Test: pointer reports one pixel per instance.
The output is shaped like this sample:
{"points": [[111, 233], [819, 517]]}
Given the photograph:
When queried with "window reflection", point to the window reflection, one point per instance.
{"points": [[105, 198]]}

☆ ☆ ☆

Stated exercise:
Transcribe the data above line by line, keeping every character unchanged.

Exercise output:
Test: pointer reports one pixel per instance.
The output is shaped like this sample:
{"points": [[111, 233], [819, 517]]}
Given the photograph:
When queried with "window reflection", point to the window reflection, one point per instance.
{"points": [[105, 198]]}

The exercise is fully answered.